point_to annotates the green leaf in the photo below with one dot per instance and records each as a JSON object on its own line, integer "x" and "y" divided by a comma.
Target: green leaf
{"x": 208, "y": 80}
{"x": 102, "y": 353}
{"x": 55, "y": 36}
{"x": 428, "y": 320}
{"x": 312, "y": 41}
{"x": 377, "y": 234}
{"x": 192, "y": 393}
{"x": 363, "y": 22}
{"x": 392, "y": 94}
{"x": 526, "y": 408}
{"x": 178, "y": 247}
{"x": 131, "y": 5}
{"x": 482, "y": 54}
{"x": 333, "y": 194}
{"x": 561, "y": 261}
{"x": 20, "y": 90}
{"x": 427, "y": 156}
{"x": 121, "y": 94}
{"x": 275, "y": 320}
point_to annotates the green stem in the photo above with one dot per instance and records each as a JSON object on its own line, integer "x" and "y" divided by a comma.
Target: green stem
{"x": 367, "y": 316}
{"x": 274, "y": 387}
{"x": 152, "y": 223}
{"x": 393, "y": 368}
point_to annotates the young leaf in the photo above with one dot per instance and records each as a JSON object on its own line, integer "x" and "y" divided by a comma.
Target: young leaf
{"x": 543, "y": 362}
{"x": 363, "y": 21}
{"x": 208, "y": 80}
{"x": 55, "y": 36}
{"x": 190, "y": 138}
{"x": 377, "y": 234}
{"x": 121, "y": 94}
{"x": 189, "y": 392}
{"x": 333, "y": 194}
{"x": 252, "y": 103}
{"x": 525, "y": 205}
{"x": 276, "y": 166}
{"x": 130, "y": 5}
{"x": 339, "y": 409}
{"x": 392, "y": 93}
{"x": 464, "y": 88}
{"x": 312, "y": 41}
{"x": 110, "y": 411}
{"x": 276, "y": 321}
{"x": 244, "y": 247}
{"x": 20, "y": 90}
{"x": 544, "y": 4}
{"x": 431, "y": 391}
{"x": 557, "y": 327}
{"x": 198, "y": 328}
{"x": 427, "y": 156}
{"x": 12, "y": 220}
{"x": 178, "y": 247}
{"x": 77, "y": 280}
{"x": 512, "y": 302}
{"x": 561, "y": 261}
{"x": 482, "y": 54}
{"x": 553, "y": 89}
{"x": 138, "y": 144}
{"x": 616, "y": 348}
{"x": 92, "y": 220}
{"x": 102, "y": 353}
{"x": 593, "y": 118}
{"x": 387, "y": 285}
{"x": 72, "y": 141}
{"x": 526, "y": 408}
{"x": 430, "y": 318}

### TO DO:
Reproduce every row above, line for line, without altering any character.

### FINAL RESULT:
point_to annotates the green leaf in the photo below with one dot per instance and records each as a JSON object on its own line, integer "x" and "y" divided by a comma.
Target: green leaf
{"x": 208, "y": 80}
{"x": 102, "y": 353}
{"x": 55, "y": 36}
{"x": 428, "y": 320}
{"x": 312, "y": 41}
{"x": 377, "y": 234}
{"x": 192, "y": 393}
{"x": 363, "y": 22}
{"x": 392, "y": 94}
{"x": 526, "y": 408}
{"x": 178, "y": 247}
{"x": 131, "y": 5}
{"x": 482, "y": 54}
{"x": 333, "y": 194}
{"x": 561, "y": 261}
{"x": 20, "y": 90}
{"x": 427, "y": 156}
{"x": 121, "y": 94}
{"x": 275, "y": 320}
point_to annotates the green stem in the photo above with one dot per instance and records each as a JSON object on its own line, integer "x" and "y" divided by a comma.
Target: green stem
{"x": 367, "y": 316}
{"x": 274, "y": 387}
{"x": 152, "y": 223}
{"x": 393, "y": 368}
point_to annotates the young leaf in the photo above with one dot per instance and records each as a JSON object on its own line, integer "x" and "y" divided by a comma.
Target: young leaf
{"x": 543, "y": 362}
{"x": 363, "y": 21}
{"x": 208, "y": 80}
{"x": 55, "y": 36}
{"x": 190, "y": 138}
{"x": 377, "y": 234}
{"x": 121, "y": 94}
{"x": 189, "y": 392}
{"x": 333, "y": 194}
{"x": 252, "y": 103}
{"x": 525, "y": 205}
{"x": 276, "y": 166}
{"x": 130, "y": 5}
{"x": 339, "y": 409}
{"x": 392, "y": 93}
{"x": 464, "y": 88}
{"x": 312, "y": 41}
{"x": 110, "y": 411}
{"x": 276, "y": 321}
{"x": 244, "y": 247}
{"x": 20, "y": 90}
{"x": 544, "y": 4}
{"x": 431, "y": 391}
{"x": 557, "y": 327}
{"x": 198, "y": 328}
{"x": 427, "y": 156}
{"x": 12, "y": 220}
{"x": 178, "y": 247}
{"x": 77, "y": 280}
{"x": 512, "y": 302}
{"x": 561, "y": 261}
{"x": 482, "y": 54}
{"x": 553, "y": 89}
{"x": 138, "y": 144}
{"x": 616, "y": 348}
{"x": 92, "y": 220}
{"x": 102, "y": 353}
{"x": 593, "y": 118}
{"x": 387, "y": 285}
{"x": 72, "y": 141}
{"x": 526, "y": 408}
{"x": 430, "y": 318}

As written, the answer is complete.